Objective — Turn the lines below into a numbered list, leaving out any blank lines.

Listed entries —
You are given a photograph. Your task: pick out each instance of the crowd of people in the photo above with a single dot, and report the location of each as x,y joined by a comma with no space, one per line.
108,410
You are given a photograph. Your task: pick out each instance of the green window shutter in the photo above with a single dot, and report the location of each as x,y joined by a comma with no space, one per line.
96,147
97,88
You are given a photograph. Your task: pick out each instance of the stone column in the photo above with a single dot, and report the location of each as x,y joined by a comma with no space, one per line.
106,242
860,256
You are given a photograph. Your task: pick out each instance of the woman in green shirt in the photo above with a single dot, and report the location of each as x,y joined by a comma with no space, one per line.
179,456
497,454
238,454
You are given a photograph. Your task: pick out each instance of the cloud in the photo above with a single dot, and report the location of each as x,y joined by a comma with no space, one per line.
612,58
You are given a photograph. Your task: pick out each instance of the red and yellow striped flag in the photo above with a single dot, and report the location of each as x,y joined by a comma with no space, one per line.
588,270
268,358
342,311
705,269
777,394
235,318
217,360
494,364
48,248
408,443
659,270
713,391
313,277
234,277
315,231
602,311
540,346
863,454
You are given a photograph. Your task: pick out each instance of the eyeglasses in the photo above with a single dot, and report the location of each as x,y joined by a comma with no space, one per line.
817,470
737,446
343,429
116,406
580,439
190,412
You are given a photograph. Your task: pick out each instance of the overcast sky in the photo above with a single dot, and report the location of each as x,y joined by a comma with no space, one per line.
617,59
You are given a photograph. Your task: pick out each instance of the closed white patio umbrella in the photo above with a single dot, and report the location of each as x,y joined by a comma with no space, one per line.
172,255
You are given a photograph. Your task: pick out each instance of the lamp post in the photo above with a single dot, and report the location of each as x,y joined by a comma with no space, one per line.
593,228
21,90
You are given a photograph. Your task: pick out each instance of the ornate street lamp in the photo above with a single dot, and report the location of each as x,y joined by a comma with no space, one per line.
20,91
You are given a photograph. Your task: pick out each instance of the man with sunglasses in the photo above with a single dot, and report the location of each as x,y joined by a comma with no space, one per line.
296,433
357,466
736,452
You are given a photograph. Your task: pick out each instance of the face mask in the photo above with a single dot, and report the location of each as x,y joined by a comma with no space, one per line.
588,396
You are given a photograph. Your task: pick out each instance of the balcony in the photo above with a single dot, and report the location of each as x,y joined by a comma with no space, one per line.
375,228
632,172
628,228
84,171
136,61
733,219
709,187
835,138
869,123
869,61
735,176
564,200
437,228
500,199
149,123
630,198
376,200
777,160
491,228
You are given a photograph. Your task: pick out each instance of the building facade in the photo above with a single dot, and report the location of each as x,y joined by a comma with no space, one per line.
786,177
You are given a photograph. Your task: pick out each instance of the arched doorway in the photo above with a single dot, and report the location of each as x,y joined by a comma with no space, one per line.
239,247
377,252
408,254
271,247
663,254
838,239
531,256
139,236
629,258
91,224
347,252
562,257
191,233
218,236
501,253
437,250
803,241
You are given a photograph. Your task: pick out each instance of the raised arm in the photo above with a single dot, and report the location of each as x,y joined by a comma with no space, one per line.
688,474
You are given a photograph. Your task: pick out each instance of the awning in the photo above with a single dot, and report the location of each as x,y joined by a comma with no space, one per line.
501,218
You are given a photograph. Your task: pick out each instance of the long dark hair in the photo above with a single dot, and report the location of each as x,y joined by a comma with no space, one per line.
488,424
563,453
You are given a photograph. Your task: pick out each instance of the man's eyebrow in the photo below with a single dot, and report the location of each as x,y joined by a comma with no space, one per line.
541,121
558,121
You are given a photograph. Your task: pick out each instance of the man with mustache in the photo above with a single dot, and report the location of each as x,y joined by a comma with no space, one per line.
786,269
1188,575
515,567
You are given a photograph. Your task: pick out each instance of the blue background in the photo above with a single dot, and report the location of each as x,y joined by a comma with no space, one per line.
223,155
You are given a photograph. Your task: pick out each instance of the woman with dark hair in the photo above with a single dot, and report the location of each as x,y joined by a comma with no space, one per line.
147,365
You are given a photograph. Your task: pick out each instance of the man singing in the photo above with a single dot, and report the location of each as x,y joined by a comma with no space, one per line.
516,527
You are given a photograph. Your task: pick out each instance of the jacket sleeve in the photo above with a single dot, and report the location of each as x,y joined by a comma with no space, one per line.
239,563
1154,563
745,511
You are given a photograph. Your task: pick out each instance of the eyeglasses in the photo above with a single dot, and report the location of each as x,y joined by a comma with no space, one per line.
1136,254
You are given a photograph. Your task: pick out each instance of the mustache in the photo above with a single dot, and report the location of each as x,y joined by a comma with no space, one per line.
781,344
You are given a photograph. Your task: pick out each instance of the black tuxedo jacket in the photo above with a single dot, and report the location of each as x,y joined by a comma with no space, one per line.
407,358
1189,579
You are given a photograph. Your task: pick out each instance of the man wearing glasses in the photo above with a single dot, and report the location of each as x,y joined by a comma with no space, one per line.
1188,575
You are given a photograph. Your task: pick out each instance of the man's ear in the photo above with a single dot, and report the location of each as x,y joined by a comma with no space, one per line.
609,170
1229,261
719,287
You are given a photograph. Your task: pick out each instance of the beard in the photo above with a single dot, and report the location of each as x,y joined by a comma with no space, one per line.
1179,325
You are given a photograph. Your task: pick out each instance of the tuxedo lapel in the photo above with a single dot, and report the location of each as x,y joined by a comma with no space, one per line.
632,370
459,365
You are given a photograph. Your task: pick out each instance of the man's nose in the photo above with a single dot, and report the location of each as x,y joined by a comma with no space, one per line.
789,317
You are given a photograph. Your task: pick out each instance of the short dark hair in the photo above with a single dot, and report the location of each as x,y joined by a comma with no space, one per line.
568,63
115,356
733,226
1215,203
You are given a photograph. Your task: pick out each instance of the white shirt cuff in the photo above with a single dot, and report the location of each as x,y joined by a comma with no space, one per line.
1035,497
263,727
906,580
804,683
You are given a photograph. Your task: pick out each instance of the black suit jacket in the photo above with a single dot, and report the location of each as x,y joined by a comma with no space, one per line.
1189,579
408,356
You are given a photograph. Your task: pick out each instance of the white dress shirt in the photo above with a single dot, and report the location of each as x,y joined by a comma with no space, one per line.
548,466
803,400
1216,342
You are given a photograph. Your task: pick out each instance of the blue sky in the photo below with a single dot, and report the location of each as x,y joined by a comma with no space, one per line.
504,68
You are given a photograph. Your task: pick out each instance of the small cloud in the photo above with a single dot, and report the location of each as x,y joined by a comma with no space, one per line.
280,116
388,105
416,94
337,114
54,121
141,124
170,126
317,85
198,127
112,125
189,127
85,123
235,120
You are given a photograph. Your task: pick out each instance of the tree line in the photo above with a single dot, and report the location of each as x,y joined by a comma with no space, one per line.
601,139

Answer for the task —
1. You are given a photograph. Your task: pick out each instance of the crowd of people in the photo above with a single dot, and report the location of each as x,y joined by a comma with no space, one per line.
2. 108,410
3. You are given a photograph. Your task: pick out each instance of the green window shutter in the photo above with a single dot, and report the location of each as x,y joined by a comma with no space, one per line.
4. 96,147
5. 97,88
6. You are given a photograph. Your task: pick out each instance of the stone column in the photo above with a single dot, and report the location of each as x,y joined by a comma with no space, one per line.
7. 106,242
8. 860,256
9. You are given a photograph. Your task: pick out each instance of the woman in green shirt in the photo above with a single dot, and report the location of each as x,y joined by a comma with no space, one per line.
10. 179,456
11. 497,454
12. 238,454
13. You are given a photograph. Your task: pick out each instance of the cloud in the photo above with a single dot, and report the location of each as x,y joined by a comma with no space, one per line.
14. 612,58
15. You are given a photograph. Your task: pick out each instance of the red and yellow striped flag in the photo above with a single dot, and report the location of each as x,y joined by a comma with no space, one per line.
16. 588,270
17. 268,358
18. 342,311
19. 705,269
20. 777,394
21. 235,318
22. 217,360
23. 494,364
24. 48,248
25. 408,443
26. 659,270
27. 713,391
28. 313,277
29. 234,277
30. 315,231
31. 602,311
32. 540,346
33. 863,454
34. You are given a photograph. Your task: pick out each instance of the eyeglasses in the photo above with a single dot, and report the location of each as x,y joined by a comma with no space, one per line.
35. 817,470
36. 737,446
37. 343,429
38. 116,406
39. 580,439
40. 190,412
41. You are given a photograph. Your task: pick out each instance of the overcast sky in the photo above with a single dot, and report the location of each as x,y joined by a comma with no space, one per line.
42. 617,59
43. You are given a photograph. Your task: pick out each instance of the closed white patio umbrella in the photo above with a single dot, and report the location of each as x,y joined by a comma with no space, one per line.
44. 172,255
45. You are given a photograph. Your task: pick out each instance of the lamp post in the photo above with a single dot, and report the location of each as x,y joined by a comma with no space, one per line.
46. 593,228
47. 21,90
48. You are given a photograph. Your task: pick out each instance of the ornate street lamp in the photo above with a single dot, and report the location of each as x,y joined by a comma with no space, one per line.
49. 20,91
50. You are given a photograph. Your task: pick out each instance of the man with sunglasses in the photo above with a single dot, and report the location of each as x,y joined by a comma with no space, one per line.
51. 296,433
52. 357,466
53. 736,452
54. You are given a photograph. Your task: pick out each instance of the face mask in the photo above with a single dot, and report the location of each as x,y joined by a comma with no space, one per line.
55. 588,396
56. You are given a photograph. Your task: pick out each instance of the balcony in the photo above with a single dot, and report the location of each as x,y joined by a comma with no space, one per line.
57. 375,228
58. 632,172
59. 628,228
60. 84,171
61. 136,61
62. 733,219
63. 709,187
64. 835,138
65. 869,123
66. 869,61
67. 735,176
68. 564,200
69. 437,228
70. 500,199
71. 149,123
72. 630,198
73. 376,200
74. 777,160
75. 491,228
76. You are given a photograph. Your task: pick out each instance of the building facade in the photo above with a single dot, and report the location of each as x,y joined by a comma with no space, one per line.
77. 786,177
78. You are given a photograph. Your task: pick out each instance of the arched doorway in the photo above with a single dot, and report the location of each as x,y joined by a comma with no space, one per line.
79. 239,247
80. 377,252
81. 408,254
82. 271,247
83. 663,254
84. 838,239
85. 531,256
86. 139,236
87. 629,258
88. 91,224
89. 347,252
90. 562,257
91. 191,233
92. 218,236
93. 501,253
94. 437,250
95. 803,241
96. You are given a photograph. Your task: pick out each instance of the raised arm in the photo above with a single dot, and report the location of each as x,y joined by a comma with no space, one per line.
97. 688,474
98. You are given a photograph. Your task: pick out each instance of the awning in the photo above with a single dot, and report the location of each as x,y joined by a comma with no space, one per line.
99. 501,218
100. You are given a photograph. Your task: pick out each instance of the long dark hair in the photo above with a single dot, and report the location of each as x,y joined by a comma with no space, one per line.
101. 488,424
102. 563,453
103. You are given a photograph. Your task: pick out each instance of the man's eyebrow in the photo below with a single dot, and report the location of each as x,y joined by a comma with no space, one per line.
104. 541,121
105. 558,121
106. You are given a photograph. Your task: pick out each instance of the man with mustache in the photo above with a single dot, and report the location of each as x,y joined by a comma with no space, one per line.
107. 786,269
108. 1188,575
109. 515,567
110. You are given a photograph. Your task: pick out each instance of the blue background in the photo above with a single dot, and report the location of each as x,y joined by a comma with no space, one per line.
111. 223,155
112. You are given a photograph. Your task: pick out each instance of the woman with dark hair in the photo above with a single dot, and report the location of each as x,y joined by a comma with no space, one per line.
113. 147,365
114. You are given a photograph. Your task: pick out each instance of the man singing in the photo above with a single dot, and report the location of each as x,y joined by a comma with no space, one per line.
115. 516,527
116. You are given a photograph. Your task: pick out each instance of the jacket sleeve in the photo above with a single dot, and report the location of each as x,y joined by a comma with no space, one per line.
117. 239,563
118. 1154,563
119. 745,511
120. You are given a photograph. Your task: pick out each instance of the eyeglasses in the photo above with a single dot, and report the location of each as x,y joined by a comma with no space, one per line.
121. 1136,254
122. You are given a photograph. Your task: pick out each instance of the mustache in the photo above with a single dot, and report the location of each as x,y joined by a comma with no space, one per line.
123. 781,344
124. You are given a photograph. Your task: pick out each instance of the black tuxedo jacket in the photo above with a single dot, and report the location of each as x,y joined by a comma with no space, one per line.
125. 407,358
126. 1189,579
127. You are given a photograph. Your task: pick out each instance of the man wearing glasses in the photo above with a single dot, and report the location of each as x,y joined by a comma with no space, one per line.
128. 1188,575
129. You are given a photograph. Your task: pick out each instance of the man's ear in the photo above with a single dot, and report the location of each as x,y joined by a comma with no space, one per line.
130. 609,170
131. 1229,261
132. 719,287
133. You are given a photograph. Your task: pick out each instance of the beard in the photo above with a single dot, and report the location of each as x,y joined by a comma with no space, one per line.
134. 1179,325
135. You are given a photograph. Your task: pick out each instance of the tuxedo lapel in the photo above with a single dot, and report the location of each as x,y joined by a comma with no space, one per line.
136. 632,370
137. 459,365
138. You are given a photograph. Your task: pick out each instance of the man's nose in the photo above with a single dot, and report the location of each as x,y joined by a comma with no space, one per line.
139. 789,317
140. You are given a photograph. Your task: pick out each instance of the short dark hair in the photo above with a single dot, and report the location of each as x,y joined by a comma with no space, one per line.
141. 568,63
142. 115,356
143. 733,226
144. 1215,203
145. You are given a photograph. Your task: pick out each instance of the white shirt cuff in the photo above with a single dot, and report the location of each as x,y joined by a comma with no space, one per line.
146. 1035,497
147. 263,727
148. 906,580
149. 804,683
150. You are given a photograph. Your task: pick out each instance of the black suit jacket in the photo above with a single dot, and report the location of each as x,y joined by a comma with no space, one per line.
151. 1189,579
152. 408,356
153. You are given a photograph. Your task: pick out each instance of the white dress shirt in the photo above with a single dot, and report the location of each as x,y joined by a comma with no space, one per line.
154. 548,466
155. 803,400
156. 1216,342
157. You are given a photograph. Your task: pick out each instance of the blue sky in the photo below with a single dot, and report the location of each as x,y joined by a comma with no space, one per line.
158. 504,68
159. You are given a photograph. Your task: pick out each instance of the small cloud in the photo above with a single dot, and report the location of each as x,y joined by a comma with no space, one per line.
160. 280,116
161. 388,105
162. 416,94
163. 337,114
164. 54,121
165. 141,124
166. 170,126
167. 317,85
168. 198,127
169. 112,125
170. 189,127
171. 85,123
172. 235,120
173. You are given a photograph. Your task: pick out each instance of the tree line in the photo above with a single dot, and report the location of each as x,y joined by a comma with no space, one per line.
174. 601,139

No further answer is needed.